## GOAL
Show every line in the records below that contains the string "finial", matching case exactly.

(Contour labeling items)
###
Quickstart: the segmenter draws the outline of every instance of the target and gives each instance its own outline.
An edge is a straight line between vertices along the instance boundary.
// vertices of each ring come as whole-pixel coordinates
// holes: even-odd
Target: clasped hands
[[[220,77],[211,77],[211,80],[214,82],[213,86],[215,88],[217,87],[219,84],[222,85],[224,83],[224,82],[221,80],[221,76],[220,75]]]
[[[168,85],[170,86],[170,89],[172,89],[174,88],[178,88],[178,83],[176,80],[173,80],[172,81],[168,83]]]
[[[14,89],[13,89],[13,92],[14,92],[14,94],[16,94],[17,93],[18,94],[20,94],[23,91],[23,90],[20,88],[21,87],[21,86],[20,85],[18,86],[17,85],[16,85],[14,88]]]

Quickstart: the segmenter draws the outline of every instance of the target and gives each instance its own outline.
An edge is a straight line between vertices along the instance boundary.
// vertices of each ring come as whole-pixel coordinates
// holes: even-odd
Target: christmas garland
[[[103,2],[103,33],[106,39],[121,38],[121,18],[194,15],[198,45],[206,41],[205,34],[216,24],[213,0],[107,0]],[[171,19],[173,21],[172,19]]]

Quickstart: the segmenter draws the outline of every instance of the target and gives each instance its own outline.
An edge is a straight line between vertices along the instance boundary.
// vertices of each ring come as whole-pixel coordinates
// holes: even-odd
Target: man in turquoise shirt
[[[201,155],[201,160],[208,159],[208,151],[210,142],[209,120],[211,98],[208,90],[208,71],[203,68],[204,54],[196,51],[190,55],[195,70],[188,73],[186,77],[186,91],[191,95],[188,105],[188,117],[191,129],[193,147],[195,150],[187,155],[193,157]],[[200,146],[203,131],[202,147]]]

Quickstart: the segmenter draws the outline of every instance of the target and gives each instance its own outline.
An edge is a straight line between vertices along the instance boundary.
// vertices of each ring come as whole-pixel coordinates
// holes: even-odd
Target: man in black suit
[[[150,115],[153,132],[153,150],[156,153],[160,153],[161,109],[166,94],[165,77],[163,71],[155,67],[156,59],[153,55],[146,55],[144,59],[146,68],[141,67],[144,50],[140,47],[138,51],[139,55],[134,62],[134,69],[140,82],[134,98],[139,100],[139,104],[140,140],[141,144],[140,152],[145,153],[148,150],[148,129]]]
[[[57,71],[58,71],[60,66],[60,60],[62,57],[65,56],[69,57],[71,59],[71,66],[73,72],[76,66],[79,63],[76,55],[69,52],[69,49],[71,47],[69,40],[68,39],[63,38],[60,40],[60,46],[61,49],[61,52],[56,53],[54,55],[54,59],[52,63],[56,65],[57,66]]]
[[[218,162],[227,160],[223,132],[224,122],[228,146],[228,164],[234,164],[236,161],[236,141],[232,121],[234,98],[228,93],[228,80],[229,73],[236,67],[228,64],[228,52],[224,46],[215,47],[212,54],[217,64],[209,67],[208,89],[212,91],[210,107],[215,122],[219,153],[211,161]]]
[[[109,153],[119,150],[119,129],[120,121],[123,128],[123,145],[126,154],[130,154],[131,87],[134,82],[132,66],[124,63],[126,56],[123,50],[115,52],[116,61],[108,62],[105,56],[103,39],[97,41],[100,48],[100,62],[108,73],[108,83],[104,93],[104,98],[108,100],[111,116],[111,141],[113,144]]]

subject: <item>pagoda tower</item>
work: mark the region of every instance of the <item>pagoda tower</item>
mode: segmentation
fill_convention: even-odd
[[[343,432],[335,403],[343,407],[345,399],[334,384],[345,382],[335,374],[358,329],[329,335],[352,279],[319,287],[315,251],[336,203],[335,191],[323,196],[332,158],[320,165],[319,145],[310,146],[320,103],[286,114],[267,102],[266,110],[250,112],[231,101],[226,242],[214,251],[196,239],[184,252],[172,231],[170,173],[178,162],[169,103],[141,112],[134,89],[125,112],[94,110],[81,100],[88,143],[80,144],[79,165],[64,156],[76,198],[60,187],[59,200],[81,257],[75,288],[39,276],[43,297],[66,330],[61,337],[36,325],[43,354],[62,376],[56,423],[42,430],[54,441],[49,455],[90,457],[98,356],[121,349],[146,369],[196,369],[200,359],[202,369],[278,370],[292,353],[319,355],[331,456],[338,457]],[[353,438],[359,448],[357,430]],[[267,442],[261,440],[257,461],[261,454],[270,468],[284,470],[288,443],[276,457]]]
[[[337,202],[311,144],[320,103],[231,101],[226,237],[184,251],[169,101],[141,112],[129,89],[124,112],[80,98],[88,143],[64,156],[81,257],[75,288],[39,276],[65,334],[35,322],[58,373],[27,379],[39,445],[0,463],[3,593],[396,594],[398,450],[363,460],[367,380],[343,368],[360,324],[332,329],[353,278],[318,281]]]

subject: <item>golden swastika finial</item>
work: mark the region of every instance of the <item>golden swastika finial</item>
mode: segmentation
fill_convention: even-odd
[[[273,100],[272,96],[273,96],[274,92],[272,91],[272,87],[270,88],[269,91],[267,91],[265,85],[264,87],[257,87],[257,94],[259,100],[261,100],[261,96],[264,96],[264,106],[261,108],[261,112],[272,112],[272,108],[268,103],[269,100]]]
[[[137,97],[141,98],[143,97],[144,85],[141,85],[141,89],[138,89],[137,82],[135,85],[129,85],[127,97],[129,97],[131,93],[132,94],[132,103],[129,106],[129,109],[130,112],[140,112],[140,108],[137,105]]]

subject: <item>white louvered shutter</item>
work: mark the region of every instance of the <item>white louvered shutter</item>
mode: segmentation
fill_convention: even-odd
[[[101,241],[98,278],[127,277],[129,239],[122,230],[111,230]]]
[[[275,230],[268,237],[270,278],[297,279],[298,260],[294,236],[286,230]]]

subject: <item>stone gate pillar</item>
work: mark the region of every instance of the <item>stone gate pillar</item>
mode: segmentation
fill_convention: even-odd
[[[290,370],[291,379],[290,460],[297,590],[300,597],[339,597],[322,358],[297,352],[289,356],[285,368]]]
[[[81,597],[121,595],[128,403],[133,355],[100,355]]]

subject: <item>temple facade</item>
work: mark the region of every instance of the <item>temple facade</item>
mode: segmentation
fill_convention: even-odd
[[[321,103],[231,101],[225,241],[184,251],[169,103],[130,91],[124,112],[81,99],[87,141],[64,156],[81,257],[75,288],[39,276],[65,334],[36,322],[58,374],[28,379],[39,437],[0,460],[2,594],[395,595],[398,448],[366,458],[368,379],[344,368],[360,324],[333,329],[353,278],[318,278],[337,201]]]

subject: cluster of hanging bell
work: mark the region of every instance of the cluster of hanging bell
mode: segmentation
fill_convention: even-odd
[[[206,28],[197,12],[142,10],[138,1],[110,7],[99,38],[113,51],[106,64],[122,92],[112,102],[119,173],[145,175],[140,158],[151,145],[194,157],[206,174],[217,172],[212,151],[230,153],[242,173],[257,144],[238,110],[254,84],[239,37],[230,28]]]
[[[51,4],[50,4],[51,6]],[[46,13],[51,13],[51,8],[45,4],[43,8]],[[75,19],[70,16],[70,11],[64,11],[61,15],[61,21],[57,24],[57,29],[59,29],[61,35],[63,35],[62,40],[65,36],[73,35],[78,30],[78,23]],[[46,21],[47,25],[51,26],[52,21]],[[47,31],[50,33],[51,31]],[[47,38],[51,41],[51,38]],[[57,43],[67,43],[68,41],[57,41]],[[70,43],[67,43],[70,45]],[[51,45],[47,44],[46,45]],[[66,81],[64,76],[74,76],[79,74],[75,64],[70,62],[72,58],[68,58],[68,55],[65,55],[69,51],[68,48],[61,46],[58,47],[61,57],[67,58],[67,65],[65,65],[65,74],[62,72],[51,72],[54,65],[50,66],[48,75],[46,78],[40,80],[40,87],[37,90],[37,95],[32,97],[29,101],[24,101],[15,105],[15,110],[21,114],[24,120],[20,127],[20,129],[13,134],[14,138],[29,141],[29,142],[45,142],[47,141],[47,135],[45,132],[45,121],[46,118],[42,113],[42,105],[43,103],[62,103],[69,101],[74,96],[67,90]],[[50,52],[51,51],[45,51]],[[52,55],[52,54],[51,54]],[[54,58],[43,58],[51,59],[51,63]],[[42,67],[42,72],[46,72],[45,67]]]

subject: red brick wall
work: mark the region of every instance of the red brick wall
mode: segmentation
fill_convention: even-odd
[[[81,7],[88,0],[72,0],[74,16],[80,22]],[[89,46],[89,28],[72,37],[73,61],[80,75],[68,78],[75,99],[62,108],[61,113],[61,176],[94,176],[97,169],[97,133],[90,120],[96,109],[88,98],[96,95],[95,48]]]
###
## SOLUTION FOR THIS EXERCISE
subject: <item>golden swastika finial</item>
work: mark the region of every instance of the <item>golden swastika finial</item>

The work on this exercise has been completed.